Start of Excerpted passage

The Minister assured participants that it is the duty of the state to ensure that it is very risky to kill any Ugandan, to snatch ladies handbags, injure anyone or threaten anybody going home from the market and that, it is the duty of the state to draw that line and make sure that whoever does it, does it at a very high risk and there should be no incentive.
Hon. Mao’s central thesis is that the Aguu phenomenon which is characterized by violence and disorderly conduct is neither, genetic nor hereditary. It is a learned behavior, a coping mechanism and a response to circumstances and social environments.
“So we must look at the social environment and the circumstances. Our children have been exposed to a lot of violence and that partly explains their aggressive behavior because the major feature of being an Aguu is aggressiveness. Aguus are well-known for mobs. If there is a burial they go and position themselves and when the time for food comes, they physically disrupt the serving. When there is a wedding, there are there but they fear guns”, the minister explained.

The minister also reported that the Aguus have become mercenaries and hired gangs because there is a vacuum by the security forces to enforce the laws. Otherwise, he said, they would have become irrelevant. They see that violence is the only way to get what they want and only way to solve problems.
Hon. Mao further said, the Aguu is largely, a local government issue on grounds that it is their duty to put these people in places where they can acquire new habits of waking up and knowing that money is worked for.
“These young people should get new habits because, if your habit is to wake up in the morning with a list of where there is a funeral, public function, with spies everywhere, how can it be un done?- by inculcating a culture of work. Our young people must be made to love to work”, the minister stated.
Minister Mao also attributed the Aguu phenomenon on parenting as another frontier.

End of Excerpted passage
Start of Recorded data

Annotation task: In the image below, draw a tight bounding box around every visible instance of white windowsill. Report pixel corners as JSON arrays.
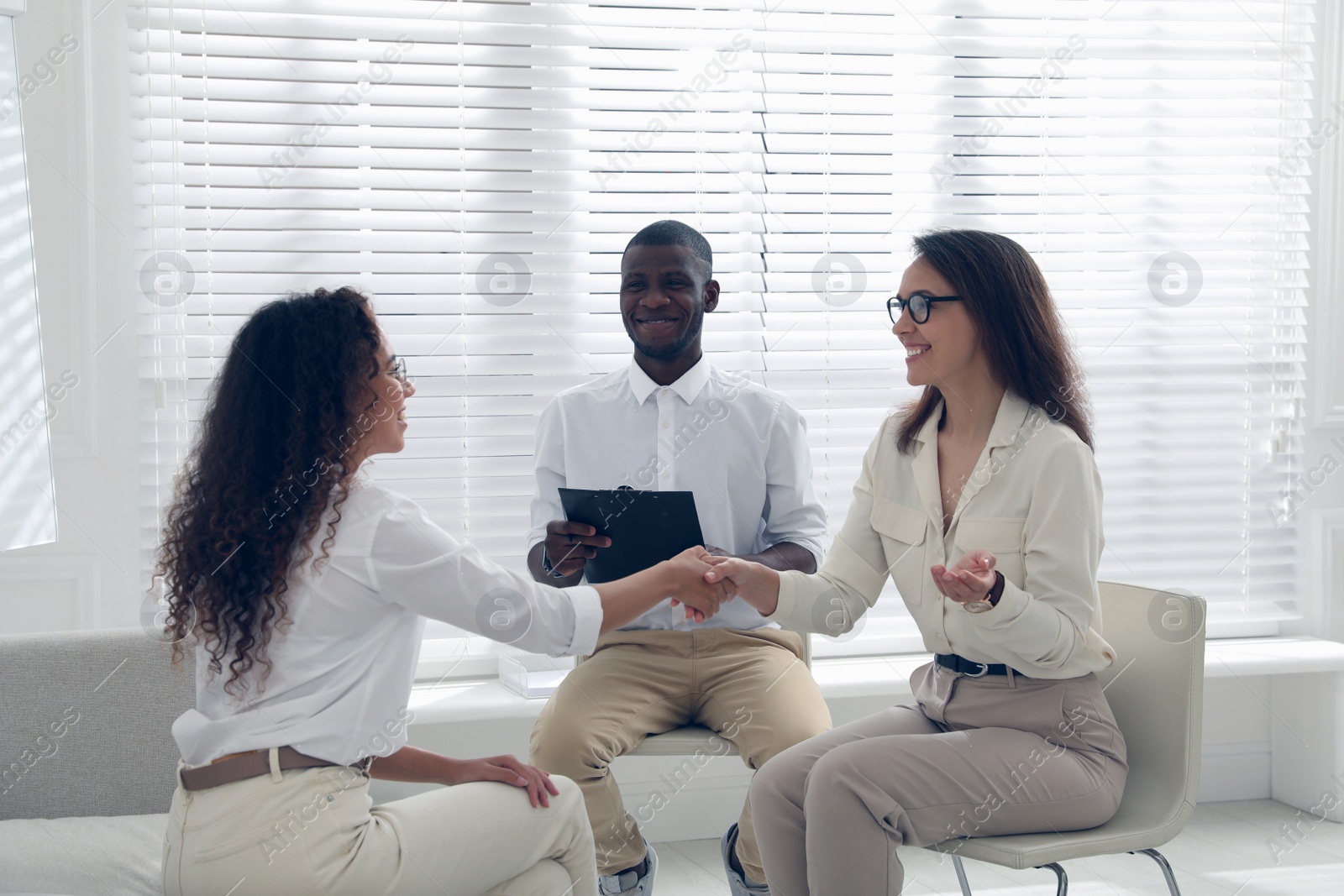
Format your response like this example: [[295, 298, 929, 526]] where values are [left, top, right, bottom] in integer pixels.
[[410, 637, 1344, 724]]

End of Recorded data

▶ **Aim of the exercise**: Set down verbatim the passage from the report on the Aguu phenomenon that starts at the words "Hon. Mao further" and stops after "as another frontier.".

▶ **Solution for this exercise**:
Hon. Mao further said, the Aguu is largely, a local government issue on grounds that it is their duty to put these people in places where they can acquire new habits of waking up and knowing that money is worked for.
“These young people should get new habits because, if your habit is to wake up in the morning with a list of where there is a funeral, public function, with spies everywhere, how can it be un done?- by inculcating a culture of work. Our young people must be made to love to work”, the minister stated.
Minister Mao also attributed the Aguu phenomenon on parenting as another frontier.